CONJUNTO DE TAREFAS>
1 – Responda com base no trecho sobre os táxis de Belo Horizonte:
(a) Quantos táxis, aproximadamente, a cidade tem?
(b) Em que ano o promotor Leonardo Barbabela ajuizou a ação civil pública?
(c) Qual senador é o autor do projeto de lei?
2 – Segundo o trecho sobre os táxis de Belo Horizonte, por que o projeto em tramitação no Senado ameaça reabrir a disputa sobre as placas? Responda em até três frases.
3 – Diga se cada afirmação concorda com o trecho sobre os táxis de Belo Horizonte e cite as palavras do texto que decidem:
(a) O Tribunal de Justiça de Minas Gerais proibiu há quatro meses a transferência das placas para familiares.
(b) A disputa na Justiça para regularizar os táxis da cidade durou cinco anos.
(c) Para Leonardo Barbabela, o projeto é constitucional.

Dirceu Vilarino, taxista auxiliar, com o pai, Matozalém, permissionário do serviço: 'Esse carro sustenta três famílias. É a empresa dele'(foto: Jackson Romanelli/EM/D.A Press)
Dirceu Vilarino, taxista auxiliar, com o pai, Matozalém, permissionário do serviço: 'Esse carro sustenta três famílias. É a empresa dele' (foto: Jackson Romanelli/EM/D.A Press)


Projeto prestes a ter a tramitação concluída no Senado ameaça fazer voltar à estaca zero uma disputa que se arrasta há mais de uma década no sistema de táxi de Belo Horizonte, e que finalmente caminhava para solução. A matéria apreciada no Legislativo federal trata do direito de sucessão na autorização para o serviço de táxi, e prevê a transferência das placas de pai para filho, prática que vigorava na capital até ser combatida pelo Ministério Público. Depois de uma disputa de 12 anos na Justiça para regularizar os cerca de 5,8 mil táxis da cidade, e da decisão recente de que a concessão do serviço não é um bem familiar, o projeto de lei, do senador Renan Calheiros (PMDB-AL), se aprovado pelo Congresso Nacional e sancionado pela presidente Dilma Rousseff pode provocar uma reviravolta na disputa e dar origem a novo combate judicial.

Para o promotor de Justiça Leonardo Barbabela, coordenador das Promotorias de Defesa do Patrimônio Público em Minas, a matéria é inconstitucional. Em 2001, ele ajuizou uma ação civil pública cobrando licitação para as concessões na capital mineira. Há quatro meses o Tribunal de Justiça de Minas Gerais, em acórdão, proibiu a transferência das placas para familiares no caso de morte do titular.

Entradas de dados coletadas:
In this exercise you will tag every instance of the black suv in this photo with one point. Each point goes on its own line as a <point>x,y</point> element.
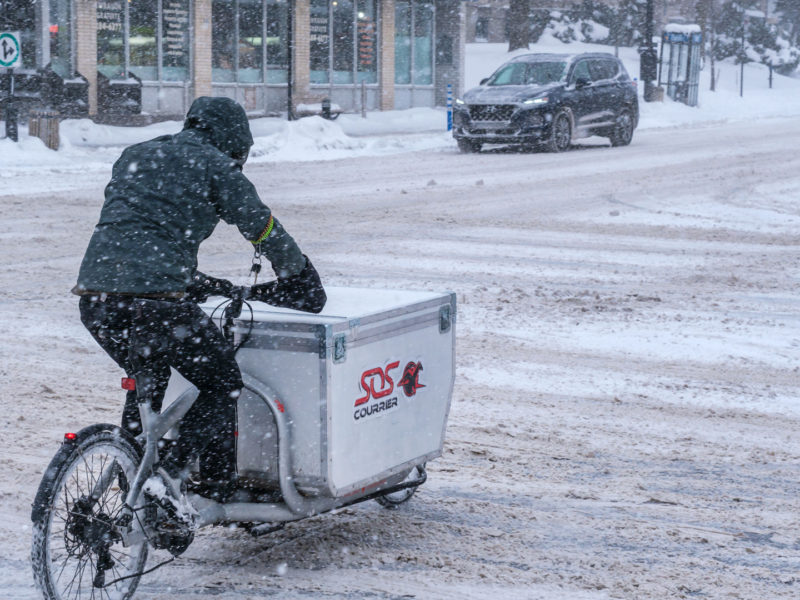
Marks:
<point>548,100</point>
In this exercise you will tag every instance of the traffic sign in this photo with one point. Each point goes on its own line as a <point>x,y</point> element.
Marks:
<point>10,49</point>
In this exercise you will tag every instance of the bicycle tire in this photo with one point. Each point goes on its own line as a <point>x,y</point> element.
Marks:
<point>73,514</point>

AS RESPOSTAS>
1 –
(a) Cerca de 5,8 mil.
(b) Em 2001.
(c) Renan Calheiros (PMDB-AL).

2 – O projeto prevê a transferência das placas de pai para filho, prática que vigorava na capital até ser combatida pelo Ministério Público. Isso vai contra a decisão recente de que a concessão do serviço não é um bem familiar, tomada depois de 12 anos de disputa na Justiça. Por isso, se aprovado e sancionado, o projeto pode provocar uma reviravolta e um novo combate judicial.

3 –
(a) Sim: "Há quatro meses o Tribunal de Justiça de Minas Gerais, em acórdão, proibiu a transferência das placas para familiares no caso de morte do titular."
(b) Não: "Depois de uma disputa de 12 anos na Justiça".
(c) Não: "a matéria é inconstitucional".